PROBLEM: Only the lines from the one that contains "Target: whitewashed wood" through the last line of the records should appear, each printed exactly as it is.

◆ ◆ ◆ ◆ ◆ ◆ ◆

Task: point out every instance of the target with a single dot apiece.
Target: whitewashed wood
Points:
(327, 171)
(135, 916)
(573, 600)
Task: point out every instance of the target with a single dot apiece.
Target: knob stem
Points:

◆ ◆ ◆ ◆ ◆ ◆ ◆

ANSWER TO THIS PROBLEM:
Target: whitewashed wood
Points:
(327, 171)
(135, 916)
(573, 600)
Task: point out every instance of the target with a single dot apiece.
Target: knob stem
Points:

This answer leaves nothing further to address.